▶ _What you have to do_
Pull every line containing "american" from the data.

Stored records
______________________________

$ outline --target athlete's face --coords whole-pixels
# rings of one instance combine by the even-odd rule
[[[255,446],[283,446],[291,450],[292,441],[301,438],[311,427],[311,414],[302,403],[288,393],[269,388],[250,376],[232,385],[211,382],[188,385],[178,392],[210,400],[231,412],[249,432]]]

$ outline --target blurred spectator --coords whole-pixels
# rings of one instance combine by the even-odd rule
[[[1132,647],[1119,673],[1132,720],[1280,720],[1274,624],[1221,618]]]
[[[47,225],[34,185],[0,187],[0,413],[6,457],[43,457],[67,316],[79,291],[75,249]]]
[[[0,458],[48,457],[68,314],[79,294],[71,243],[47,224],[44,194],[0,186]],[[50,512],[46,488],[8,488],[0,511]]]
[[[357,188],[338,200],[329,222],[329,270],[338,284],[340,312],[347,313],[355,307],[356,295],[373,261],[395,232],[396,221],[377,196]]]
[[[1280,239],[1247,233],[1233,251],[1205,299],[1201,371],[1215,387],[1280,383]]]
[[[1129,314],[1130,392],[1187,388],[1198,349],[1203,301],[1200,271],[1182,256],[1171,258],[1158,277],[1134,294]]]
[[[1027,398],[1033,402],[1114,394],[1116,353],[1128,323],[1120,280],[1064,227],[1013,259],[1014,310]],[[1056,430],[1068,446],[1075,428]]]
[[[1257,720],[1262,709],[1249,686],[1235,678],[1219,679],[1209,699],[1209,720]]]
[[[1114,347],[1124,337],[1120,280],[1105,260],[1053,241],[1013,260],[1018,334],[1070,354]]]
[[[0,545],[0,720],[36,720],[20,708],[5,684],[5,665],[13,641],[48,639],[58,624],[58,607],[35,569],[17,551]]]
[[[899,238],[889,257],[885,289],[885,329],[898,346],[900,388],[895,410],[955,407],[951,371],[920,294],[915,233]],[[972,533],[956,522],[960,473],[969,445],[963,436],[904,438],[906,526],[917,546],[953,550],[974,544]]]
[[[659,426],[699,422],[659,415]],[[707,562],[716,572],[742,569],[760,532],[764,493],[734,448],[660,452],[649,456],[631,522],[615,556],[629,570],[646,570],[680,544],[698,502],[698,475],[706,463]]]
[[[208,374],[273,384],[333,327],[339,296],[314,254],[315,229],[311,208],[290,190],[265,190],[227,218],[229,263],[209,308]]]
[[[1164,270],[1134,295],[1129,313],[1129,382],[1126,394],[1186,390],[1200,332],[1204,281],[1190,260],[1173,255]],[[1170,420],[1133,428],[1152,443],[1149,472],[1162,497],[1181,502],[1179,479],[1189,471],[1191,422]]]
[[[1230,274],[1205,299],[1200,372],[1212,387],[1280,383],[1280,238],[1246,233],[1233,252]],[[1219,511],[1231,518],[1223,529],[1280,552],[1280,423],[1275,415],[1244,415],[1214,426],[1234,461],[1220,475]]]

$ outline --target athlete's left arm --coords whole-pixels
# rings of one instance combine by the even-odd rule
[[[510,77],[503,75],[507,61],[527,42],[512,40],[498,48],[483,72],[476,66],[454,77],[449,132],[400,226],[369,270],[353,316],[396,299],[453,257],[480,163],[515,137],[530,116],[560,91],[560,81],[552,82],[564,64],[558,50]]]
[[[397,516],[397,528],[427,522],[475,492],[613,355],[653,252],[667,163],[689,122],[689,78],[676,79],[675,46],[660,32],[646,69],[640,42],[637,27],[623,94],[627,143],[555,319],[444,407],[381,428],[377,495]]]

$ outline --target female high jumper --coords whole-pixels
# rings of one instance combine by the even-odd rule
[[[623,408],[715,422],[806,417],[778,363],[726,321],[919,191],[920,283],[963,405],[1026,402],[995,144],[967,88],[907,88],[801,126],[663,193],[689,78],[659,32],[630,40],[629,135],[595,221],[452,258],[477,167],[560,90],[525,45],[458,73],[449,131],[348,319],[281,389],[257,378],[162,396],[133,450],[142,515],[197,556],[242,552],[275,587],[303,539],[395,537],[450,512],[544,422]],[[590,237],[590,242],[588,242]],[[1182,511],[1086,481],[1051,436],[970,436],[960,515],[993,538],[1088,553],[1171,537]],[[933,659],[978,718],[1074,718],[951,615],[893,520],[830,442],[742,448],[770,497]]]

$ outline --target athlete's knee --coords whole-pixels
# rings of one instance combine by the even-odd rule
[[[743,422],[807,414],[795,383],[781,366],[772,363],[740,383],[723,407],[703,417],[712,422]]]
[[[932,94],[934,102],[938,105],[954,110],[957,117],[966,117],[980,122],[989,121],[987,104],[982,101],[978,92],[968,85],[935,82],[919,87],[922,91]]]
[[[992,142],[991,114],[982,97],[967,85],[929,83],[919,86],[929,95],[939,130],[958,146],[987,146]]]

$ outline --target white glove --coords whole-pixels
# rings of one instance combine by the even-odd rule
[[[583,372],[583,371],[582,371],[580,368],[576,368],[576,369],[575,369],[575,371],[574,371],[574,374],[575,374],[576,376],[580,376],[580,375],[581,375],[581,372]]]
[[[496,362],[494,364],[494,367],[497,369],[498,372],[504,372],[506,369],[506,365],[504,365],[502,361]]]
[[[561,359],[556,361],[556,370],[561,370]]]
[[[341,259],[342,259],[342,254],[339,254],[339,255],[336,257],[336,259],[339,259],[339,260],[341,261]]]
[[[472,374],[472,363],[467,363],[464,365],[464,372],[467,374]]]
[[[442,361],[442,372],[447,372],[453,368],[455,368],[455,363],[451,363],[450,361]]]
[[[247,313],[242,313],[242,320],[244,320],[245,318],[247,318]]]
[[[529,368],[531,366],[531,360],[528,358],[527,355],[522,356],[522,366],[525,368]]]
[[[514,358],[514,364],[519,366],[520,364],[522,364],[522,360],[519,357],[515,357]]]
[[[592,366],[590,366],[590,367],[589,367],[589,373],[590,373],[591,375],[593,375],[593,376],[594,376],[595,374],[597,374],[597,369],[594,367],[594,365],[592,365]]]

______________________________

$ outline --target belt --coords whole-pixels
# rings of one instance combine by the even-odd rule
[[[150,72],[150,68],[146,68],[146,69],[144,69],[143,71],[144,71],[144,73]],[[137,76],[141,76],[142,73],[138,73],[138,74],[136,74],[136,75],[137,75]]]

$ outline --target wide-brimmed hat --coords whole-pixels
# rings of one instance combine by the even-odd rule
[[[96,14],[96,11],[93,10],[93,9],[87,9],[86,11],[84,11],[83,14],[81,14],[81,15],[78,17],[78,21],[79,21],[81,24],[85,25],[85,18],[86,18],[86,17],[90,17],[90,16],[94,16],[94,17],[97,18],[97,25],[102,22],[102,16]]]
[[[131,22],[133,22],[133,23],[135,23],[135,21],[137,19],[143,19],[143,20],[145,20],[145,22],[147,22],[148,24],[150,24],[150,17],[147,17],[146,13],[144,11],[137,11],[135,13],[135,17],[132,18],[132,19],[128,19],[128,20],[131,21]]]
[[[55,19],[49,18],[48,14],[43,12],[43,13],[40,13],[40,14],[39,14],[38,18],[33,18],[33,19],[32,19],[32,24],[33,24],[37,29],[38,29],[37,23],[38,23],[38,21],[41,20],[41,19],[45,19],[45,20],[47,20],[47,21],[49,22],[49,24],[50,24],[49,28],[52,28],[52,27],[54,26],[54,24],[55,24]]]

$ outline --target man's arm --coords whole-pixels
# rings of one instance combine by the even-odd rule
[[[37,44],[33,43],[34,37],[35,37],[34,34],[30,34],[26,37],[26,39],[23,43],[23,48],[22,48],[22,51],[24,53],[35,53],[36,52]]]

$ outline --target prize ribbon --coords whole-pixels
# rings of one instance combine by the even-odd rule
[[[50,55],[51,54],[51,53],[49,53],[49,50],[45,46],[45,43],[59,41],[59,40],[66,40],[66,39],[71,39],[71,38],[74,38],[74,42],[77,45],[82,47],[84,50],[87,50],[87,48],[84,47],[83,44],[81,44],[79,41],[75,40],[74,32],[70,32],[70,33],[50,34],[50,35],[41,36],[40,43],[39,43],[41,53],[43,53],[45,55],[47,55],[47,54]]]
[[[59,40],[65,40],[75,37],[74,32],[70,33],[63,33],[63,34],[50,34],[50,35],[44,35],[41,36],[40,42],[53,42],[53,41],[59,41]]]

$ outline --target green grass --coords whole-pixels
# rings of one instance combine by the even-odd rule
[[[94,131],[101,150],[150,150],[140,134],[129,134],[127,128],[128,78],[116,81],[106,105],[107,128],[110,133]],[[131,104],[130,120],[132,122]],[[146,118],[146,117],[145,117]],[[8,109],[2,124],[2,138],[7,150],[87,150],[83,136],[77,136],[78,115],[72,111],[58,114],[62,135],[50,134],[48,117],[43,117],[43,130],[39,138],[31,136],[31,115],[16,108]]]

______________________________

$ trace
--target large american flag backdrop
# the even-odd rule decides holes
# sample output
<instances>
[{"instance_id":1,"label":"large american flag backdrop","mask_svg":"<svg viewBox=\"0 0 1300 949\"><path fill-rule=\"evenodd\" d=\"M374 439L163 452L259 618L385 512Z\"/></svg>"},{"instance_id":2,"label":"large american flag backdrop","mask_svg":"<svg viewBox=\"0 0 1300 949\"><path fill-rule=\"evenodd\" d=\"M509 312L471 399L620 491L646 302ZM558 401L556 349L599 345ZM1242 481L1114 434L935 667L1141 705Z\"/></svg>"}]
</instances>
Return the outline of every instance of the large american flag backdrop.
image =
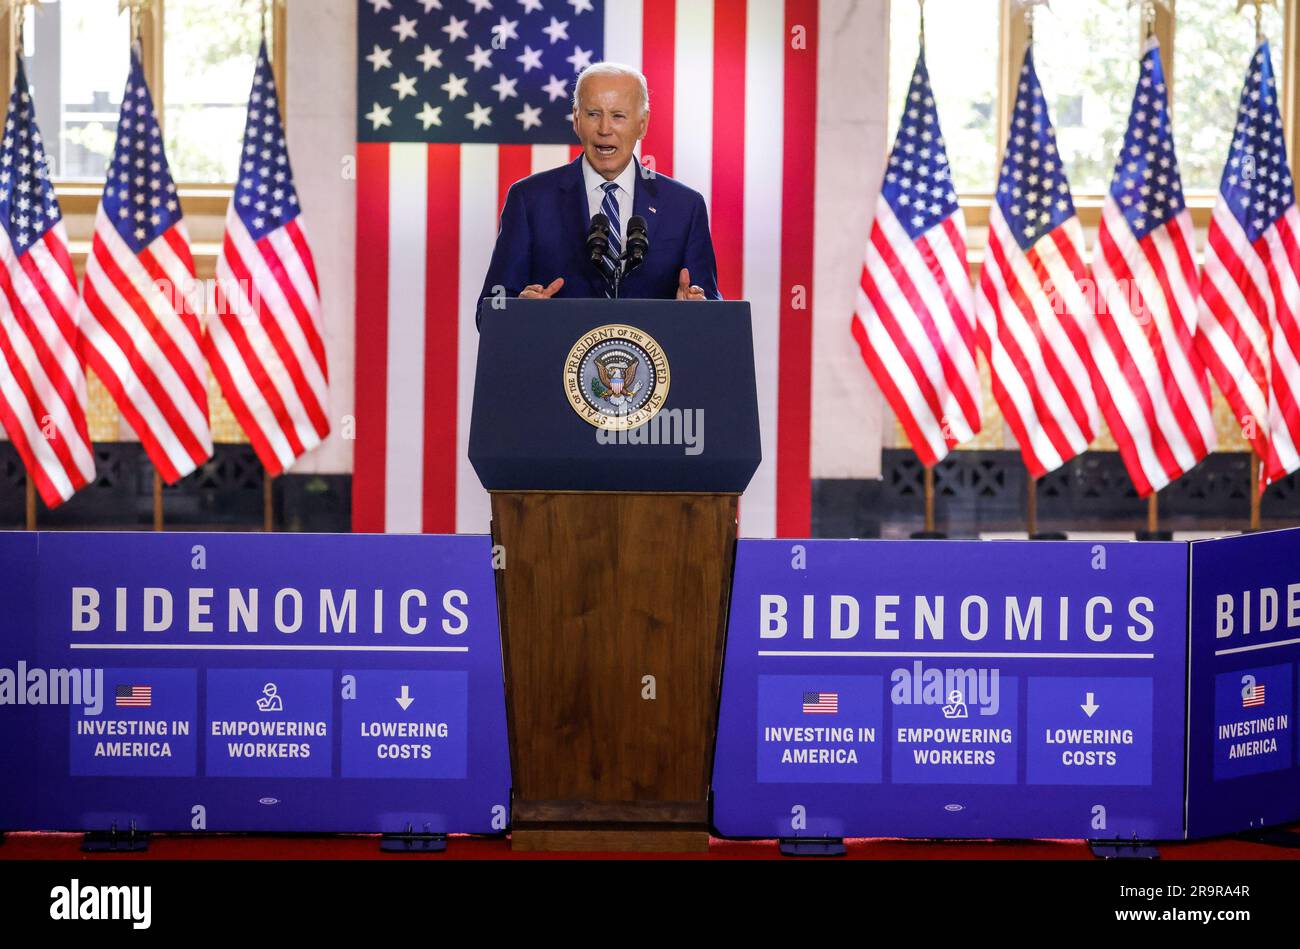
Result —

______________________________

▶ _Solution to this exercise_
--target large american flag backdrop
[{"instance_id":1,"label":"large american flag backdrop","mask_svg":"<svg viewBox=\"0 0 1300 949\"><path fill-rule=\"evenodd\" d=\"M374 439L163 452L259 618L385 512Z\"/></svg>"},{"instance_id":2,"label":"large american flag backdrop","mask_svg":"<svg viewBox=\"0 0 1300 949\"><path fill-rule=\"evenodd\" d=\"M509 312L471 399L620 491L646 302ZM558 401L556 349L599 345ZM1242 481L1114 434L935 667L1141 705Z\"/></svg>"}]
Return the outline of every instance of the large american flag backdrop.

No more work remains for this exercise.